▶ Activity
Search the records for the word "target" and copy every line in which it occurs.

----- Records shown -----

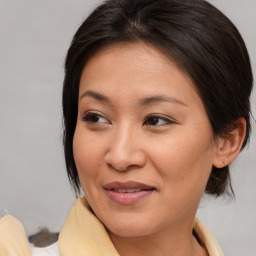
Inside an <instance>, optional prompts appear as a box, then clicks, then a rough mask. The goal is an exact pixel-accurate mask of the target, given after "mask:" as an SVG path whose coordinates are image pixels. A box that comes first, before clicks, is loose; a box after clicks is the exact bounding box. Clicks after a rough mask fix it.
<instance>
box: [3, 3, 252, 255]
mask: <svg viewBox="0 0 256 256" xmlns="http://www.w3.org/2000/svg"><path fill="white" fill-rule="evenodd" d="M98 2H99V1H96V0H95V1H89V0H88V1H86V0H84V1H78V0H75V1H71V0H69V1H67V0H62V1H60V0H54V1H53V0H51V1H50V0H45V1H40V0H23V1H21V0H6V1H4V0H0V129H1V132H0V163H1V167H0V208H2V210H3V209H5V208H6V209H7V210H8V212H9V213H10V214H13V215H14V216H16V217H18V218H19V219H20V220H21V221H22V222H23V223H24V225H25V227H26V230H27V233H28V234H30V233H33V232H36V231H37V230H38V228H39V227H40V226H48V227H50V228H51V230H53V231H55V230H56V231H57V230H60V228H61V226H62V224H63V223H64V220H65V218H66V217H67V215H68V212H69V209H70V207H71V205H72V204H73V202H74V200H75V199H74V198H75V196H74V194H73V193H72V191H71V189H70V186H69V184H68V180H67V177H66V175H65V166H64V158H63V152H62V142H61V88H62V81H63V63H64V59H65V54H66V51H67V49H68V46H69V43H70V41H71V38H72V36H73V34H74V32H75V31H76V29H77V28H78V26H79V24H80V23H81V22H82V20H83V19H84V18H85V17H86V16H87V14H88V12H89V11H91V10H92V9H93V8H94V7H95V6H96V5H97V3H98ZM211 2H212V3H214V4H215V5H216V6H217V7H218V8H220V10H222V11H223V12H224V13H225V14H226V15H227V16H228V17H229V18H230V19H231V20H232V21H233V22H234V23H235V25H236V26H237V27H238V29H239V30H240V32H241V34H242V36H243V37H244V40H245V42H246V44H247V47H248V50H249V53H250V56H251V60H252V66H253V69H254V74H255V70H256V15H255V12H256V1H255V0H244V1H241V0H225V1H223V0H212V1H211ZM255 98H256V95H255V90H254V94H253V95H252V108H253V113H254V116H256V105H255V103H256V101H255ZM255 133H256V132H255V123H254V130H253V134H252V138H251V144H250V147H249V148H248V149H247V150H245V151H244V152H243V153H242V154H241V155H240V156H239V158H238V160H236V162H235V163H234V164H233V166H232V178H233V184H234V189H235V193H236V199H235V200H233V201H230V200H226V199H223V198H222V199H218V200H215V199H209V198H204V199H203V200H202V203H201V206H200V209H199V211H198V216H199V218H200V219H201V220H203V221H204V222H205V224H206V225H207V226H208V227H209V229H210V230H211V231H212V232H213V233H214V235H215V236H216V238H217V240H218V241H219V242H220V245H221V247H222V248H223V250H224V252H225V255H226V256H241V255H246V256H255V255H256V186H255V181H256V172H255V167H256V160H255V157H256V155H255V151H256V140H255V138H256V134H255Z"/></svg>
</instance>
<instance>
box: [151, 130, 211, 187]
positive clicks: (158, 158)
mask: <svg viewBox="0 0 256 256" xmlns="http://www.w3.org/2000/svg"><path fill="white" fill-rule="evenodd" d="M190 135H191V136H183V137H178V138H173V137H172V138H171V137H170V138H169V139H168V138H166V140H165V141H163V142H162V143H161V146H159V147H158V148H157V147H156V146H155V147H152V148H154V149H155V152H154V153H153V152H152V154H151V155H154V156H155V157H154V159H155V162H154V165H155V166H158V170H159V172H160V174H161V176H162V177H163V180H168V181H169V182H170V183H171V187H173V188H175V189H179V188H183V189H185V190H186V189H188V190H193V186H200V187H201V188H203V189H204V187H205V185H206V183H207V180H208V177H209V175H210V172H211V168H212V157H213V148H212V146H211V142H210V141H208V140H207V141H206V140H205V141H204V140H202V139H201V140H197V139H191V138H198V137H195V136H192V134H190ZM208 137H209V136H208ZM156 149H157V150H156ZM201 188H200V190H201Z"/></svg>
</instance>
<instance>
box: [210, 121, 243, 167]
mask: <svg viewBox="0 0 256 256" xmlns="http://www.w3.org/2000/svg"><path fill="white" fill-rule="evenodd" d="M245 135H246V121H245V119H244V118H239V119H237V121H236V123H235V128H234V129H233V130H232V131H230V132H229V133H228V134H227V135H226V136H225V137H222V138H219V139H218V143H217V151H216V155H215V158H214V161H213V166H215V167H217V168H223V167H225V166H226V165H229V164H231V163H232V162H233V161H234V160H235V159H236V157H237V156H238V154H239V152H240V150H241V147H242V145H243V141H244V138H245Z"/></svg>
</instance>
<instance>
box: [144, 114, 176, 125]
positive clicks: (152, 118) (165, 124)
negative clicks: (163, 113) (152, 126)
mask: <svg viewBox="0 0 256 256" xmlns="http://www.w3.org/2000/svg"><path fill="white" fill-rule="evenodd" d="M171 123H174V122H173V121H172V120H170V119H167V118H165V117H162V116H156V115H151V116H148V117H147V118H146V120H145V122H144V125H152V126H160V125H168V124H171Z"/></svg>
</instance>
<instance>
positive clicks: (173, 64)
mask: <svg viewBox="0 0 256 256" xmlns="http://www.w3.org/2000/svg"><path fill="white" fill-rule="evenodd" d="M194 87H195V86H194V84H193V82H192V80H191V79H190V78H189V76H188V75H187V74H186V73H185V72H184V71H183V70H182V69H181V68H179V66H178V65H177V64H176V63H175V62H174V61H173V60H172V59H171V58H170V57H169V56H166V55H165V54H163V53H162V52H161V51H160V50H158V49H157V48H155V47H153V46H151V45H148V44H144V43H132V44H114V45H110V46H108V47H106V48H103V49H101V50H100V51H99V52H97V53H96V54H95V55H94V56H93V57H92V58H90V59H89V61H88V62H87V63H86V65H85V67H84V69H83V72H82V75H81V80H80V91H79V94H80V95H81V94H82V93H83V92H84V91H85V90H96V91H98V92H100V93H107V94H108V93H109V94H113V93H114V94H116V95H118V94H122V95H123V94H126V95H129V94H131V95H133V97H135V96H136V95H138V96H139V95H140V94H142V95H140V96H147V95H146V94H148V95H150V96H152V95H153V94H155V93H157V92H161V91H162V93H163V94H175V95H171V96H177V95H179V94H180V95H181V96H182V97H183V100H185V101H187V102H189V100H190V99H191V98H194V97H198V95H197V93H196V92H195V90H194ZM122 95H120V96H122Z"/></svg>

-----
----- Records shown -----

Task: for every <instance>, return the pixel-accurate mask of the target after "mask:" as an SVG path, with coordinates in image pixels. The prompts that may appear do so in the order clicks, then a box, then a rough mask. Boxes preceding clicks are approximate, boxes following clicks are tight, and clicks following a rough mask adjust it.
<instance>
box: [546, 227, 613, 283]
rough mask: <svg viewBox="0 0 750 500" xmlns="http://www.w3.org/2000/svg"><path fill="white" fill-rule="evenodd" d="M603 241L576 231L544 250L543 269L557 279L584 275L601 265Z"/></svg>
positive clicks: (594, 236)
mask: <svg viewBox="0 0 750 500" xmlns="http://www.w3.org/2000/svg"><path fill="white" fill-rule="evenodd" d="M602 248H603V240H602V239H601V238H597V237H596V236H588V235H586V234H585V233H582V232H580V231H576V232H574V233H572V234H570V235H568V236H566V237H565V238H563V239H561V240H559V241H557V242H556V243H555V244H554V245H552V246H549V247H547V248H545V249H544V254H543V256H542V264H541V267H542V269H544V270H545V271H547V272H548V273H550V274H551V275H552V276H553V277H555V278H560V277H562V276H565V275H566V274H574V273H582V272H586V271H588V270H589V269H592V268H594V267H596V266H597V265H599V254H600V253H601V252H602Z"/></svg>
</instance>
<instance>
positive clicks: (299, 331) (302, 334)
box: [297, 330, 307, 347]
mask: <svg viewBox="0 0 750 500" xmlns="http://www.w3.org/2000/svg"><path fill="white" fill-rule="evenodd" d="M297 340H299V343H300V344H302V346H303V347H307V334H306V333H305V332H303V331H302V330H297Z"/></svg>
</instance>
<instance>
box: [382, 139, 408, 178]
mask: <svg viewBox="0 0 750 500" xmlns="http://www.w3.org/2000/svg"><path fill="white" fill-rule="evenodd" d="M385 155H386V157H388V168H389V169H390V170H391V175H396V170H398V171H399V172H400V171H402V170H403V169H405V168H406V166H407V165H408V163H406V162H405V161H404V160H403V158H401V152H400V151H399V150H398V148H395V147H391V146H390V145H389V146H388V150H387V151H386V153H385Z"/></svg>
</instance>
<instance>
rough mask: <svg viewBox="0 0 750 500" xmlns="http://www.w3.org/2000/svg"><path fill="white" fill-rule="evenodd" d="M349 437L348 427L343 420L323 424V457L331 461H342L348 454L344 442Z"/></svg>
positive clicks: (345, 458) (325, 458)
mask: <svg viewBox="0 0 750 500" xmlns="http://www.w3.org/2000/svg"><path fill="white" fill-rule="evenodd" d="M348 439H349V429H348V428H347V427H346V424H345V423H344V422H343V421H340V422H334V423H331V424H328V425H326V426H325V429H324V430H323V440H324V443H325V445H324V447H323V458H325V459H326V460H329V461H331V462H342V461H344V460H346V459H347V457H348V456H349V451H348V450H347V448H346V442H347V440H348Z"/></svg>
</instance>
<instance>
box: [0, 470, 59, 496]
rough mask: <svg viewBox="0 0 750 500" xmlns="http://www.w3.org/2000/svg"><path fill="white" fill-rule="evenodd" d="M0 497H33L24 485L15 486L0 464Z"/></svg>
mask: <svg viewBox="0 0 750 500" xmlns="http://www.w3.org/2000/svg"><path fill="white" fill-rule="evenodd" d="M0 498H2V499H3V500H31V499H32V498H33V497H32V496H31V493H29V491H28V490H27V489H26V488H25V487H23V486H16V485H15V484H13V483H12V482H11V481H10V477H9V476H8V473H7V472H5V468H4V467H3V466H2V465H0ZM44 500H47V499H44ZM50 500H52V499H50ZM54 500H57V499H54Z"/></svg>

-----

▶ Answer for this exercise
Inside an <instance>, optional prompts appear as a box, then clicks, then a rough mask. The goal is an exact pixel-accurate mask of the target, given after "mask:" as an SVG path whose coordinates are image pixels. A box that comes first, before clicks, is loose; a box after clicks is the exact bounding box. Clicks after a rough mask fix it.
Task: for every <instance>, return the pixel-accurate mask of the target after "mask:" as an SVG path, with coordinates in image pixels. The prompts that may appear do so in the order clicks, then a box, then a rough mask. Boxes preceding clicks are approximate, boxes following clicks are tight, and clicks following a rough mask adjust it.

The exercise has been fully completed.